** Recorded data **
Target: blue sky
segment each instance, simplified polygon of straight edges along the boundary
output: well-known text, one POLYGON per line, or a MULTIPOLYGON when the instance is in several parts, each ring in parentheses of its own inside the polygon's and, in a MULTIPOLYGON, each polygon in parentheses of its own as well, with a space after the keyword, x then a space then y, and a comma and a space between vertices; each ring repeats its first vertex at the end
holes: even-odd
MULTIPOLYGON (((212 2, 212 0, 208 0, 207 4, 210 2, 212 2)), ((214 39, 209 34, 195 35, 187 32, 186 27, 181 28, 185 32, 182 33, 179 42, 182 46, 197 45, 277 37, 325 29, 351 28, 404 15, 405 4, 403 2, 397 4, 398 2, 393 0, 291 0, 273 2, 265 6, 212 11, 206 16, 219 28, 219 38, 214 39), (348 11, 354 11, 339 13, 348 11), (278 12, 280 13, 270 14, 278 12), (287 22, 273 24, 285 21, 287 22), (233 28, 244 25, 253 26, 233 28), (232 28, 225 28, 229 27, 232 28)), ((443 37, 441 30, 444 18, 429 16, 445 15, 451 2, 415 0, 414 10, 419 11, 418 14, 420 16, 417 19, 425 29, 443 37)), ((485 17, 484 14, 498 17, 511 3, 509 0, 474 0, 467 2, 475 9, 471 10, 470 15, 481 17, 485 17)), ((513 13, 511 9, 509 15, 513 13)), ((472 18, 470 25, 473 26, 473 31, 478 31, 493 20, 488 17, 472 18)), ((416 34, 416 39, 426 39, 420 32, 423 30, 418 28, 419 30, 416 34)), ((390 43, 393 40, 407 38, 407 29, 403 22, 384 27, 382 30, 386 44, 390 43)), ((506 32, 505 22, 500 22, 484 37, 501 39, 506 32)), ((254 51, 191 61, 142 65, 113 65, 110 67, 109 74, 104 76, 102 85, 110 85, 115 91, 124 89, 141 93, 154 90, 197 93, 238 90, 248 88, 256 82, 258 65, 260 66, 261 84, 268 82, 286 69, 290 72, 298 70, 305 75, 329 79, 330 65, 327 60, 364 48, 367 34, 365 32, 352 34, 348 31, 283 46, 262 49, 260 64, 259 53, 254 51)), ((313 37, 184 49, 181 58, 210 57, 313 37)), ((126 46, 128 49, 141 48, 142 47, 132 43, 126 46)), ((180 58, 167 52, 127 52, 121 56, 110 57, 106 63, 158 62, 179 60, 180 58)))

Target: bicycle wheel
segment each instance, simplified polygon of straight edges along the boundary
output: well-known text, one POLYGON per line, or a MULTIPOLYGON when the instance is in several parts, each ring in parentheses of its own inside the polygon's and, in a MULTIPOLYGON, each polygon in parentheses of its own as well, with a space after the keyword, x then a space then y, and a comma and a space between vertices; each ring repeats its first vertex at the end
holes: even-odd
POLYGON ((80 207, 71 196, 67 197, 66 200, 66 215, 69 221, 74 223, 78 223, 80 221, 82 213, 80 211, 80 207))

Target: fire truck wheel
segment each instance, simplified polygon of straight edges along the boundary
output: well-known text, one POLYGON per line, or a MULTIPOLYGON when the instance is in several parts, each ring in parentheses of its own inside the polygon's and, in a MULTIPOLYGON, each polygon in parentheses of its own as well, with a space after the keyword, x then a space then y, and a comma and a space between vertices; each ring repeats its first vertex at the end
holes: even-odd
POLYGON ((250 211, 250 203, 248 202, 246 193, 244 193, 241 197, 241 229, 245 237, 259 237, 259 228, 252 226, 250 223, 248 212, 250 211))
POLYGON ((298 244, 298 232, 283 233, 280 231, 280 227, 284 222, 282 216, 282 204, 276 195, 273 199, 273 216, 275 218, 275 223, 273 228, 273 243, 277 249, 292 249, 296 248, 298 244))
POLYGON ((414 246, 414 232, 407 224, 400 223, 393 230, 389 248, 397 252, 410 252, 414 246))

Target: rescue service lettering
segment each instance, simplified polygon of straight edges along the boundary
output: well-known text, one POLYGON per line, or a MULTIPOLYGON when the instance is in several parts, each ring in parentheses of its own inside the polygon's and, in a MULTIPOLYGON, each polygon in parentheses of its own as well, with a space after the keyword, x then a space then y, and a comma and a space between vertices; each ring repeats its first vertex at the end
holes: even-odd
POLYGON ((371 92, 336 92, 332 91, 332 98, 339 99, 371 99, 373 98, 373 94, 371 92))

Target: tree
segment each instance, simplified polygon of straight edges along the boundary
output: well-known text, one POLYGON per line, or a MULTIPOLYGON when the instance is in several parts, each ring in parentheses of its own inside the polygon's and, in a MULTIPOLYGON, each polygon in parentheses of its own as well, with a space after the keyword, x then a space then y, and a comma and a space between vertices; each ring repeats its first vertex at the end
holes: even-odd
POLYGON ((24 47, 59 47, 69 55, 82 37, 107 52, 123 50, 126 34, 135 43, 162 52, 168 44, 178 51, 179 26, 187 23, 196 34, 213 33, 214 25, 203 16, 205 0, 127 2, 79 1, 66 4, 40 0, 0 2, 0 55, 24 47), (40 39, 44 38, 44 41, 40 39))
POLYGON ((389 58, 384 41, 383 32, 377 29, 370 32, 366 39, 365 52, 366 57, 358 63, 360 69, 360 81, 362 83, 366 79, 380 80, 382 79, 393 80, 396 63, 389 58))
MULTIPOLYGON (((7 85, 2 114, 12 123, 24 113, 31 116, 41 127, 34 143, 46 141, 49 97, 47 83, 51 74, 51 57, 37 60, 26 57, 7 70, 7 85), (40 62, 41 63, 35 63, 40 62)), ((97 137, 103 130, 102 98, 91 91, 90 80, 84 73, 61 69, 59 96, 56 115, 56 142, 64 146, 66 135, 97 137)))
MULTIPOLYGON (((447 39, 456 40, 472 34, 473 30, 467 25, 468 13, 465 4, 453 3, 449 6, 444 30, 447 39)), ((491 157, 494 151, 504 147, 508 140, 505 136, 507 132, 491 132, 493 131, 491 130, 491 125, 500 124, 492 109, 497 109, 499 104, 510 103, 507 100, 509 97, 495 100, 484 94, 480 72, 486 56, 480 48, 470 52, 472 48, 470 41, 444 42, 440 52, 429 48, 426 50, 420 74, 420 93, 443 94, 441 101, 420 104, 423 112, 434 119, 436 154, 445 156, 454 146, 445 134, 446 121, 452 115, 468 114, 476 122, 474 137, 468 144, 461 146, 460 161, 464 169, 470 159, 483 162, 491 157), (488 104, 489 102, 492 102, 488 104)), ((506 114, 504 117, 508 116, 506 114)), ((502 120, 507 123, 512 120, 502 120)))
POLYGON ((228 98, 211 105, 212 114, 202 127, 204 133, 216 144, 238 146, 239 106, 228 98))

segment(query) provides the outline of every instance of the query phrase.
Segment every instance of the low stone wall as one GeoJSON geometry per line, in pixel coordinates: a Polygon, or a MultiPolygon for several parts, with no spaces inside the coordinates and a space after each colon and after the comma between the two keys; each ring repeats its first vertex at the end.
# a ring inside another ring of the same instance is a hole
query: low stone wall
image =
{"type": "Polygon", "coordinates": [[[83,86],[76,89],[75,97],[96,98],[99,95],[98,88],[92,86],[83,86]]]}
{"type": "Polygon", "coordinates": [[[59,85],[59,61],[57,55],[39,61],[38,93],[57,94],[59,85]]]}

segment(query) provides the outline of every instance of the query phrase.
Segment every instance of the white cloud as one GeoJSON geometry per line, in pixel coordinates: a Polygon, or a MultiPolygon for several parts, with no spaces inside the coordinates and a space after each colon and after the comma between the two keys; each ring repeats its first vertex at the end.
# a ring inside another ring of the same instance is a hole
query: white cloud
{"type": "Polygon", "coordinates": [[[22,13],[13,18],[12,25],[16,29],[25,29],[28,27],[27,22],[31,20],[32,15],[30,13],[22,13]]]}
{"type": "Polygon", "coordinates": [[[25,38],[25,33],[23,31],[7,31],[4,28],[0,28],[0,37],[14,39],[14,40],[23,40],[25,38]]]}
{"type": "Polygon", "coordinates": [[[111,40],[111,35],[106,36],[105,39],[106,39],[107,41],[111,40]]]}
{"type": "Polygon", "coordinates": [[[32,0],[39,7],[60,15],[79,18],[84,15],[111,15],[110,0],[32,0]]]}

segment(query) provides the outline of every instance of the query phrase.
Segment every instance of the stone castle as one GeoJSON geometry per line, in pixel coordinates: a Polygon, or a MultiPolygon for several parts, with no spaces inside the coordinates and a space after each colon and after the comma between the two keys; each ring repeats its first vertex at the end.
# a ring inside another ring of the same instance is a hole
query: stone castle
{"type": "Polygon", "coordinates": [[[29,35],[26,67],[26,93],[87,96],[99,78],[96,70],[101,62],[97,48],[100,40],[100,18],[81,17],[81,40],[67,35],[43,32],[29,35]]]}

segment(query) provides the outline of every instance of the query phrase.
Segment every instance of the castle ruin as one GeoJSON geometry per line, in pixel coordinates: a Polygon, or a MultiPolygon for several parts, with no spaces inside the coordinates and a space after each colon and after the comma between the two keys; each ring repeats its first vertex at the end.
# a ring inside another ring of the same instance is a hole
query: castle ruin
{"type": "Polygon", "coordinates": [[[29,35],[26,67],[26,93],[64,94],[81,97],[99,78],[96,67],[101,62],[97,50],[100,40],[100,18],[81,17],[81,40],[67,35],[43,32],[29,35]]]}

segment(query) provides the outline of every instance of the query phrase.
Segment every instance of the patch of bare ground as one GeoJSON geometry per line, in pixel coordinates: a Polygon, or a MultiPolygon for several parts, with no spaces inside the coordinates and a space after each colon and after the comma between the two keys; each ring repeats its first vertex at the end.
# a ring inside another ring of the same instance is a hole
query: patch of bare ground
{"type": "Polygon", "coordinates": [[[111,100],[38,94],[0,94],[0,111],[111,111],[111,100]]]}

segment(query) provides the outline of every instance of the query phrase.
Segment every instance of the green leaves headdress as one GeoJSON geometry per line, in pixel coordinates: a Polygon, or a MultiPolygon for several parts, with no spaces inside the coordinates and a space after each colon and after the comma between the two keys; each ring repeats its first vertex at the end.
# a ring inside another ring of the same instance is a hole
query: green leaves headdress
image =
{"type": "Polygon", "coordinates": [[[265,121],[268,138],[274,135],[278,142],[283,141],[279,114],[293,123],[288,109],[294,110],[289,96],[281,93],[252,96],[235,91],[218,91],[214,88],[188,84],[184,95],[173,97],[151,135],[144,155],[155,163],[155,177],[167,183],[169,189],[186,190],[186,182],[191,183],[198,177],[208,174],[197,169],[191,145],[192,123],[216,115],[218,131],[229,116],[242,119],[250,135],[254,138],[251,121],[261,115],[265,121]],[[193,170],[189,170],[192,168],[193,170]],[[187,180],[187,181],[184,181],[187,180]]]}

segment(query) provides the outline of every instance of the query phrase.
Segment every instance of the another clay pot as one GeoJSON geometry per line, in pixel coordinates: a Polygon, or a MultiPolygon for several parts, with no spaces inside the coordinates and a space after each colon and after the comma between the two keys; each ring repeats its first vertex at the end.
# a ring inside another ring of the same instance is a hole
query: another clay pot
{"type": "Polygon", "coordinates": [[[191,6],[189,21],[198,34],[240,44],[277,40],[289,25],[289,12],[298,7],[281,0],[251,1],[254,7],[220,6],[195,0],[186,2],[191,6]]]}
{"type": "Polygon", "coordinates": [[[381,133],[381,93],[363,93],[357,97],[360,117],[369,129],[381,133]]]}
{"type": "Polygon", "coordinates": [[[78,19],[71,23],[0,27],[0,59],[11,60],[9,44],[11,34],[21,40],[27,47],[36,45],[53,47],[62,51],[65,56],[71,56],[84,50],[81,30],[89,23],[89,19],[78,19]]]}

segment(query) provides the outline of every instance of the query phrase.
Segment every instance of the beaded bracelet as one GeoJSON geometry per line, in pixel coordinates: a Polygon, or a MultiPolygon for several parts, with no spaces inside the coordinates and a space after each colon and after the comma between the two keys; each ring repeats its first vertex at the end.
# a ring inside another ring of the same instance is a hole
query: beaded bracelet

** Set exercise **
Recast the lines of the material above as a JSON list of strings, one string per line and blank lines omitted, beginning at the line that has "Target: rescue service lettering" and stopping after the line that has "POLYGON ((371 92, 336".

** Expected output **
[
  "Target: rescue service lettering",
  "segment each instance, simplified polygon of straight edges along the boundary",
  "output: well-known text, one POLYGON per line, or a MULTIPOLYGON when the instance is in several parts, each ring in parentheses of its own inside the polygon's and, in a MULTIPOLYGON, each polygon in parentheses of its own as well, with a space after the keyword, x then a space then y, and a comma and a space between vertices; each ring repeats its first vertex at the end",
  "holes: even-odd",
  "POLYGON ((371 92, 336 92, 332 91, 332 98, 339 99, 371 99, 373 98, 373 94, 371 92))"
]